:: What is needed ::
Count the lines in the following data that contain the word "black". Reply with the number alone.

:: Entries supplied ::
--- START ---

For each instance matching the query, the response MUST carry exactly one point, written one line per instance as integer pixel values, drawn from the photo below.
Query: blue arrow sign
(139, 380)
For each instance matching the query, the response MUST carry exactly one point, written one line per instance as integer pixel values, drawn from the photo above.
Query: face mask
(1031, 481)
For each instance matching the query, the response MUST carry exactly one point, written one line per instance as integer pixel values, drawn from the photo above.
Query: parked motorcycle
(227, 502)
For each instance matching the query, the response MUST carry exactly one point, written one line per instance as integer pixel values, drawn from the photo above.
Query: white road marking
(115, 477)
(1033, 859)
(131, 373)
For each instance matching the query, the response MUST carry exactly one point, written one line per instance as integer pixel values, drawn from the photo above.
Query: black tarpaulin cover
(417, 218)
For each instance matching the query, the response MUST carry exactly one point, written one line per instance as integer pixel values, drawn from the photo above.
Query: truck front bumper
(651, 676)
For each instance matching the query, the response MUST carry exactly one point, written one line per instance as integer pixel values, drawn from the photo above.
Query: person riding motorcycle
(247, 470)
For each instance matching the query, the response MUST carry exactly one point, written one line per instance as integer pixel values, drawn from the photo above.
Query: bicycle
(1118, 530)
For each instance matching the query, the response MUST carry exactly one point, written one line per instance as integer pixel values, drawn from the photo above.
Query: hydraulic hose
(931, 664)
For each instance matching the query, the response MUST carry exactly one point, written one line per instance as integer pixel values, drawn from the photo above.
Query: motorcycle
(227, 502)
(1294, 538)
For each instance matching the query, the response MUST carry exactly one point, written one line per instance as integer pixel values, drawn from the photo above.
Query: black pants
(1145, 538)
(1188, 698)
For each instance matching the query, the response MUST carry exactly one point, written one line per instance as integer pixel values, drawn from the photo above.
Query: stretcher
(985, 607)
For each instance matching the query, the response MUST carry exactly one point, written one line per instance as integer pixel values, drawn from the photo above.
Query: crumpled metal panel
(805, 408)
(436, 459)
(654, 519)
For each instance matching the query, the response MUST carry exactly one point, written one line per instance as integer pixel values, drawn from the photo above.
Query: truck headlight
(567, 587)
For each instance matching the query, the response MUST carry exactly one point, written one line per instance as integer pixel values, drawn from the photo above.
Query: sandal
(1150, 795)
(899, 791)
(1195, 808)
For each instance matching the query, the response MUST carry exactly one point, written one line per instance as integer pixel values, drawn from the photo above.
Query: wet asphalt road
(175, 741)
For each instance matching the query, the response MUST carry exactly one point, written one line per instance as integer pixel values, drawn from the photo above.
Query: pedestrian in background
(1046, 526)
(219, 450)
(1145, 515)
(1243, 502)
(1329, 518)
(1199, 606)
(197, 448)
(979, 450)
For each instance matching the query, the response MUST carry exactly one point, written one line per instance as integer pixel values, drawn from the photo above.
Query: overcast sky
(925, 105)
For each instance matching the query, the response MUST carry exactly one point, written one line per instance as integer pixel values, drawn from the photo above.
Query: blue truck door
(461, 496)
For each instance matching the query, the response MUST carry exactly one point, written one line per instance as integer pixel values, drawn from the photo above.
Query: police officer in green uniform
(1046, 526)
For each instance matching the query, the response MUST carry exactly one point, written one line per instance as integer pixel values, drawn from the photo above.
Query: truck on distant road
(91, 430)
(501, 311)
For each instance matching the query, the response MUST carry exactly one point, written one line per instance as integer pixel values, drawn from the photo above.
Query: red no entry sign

--- END ---

:: Exercise solution ::
2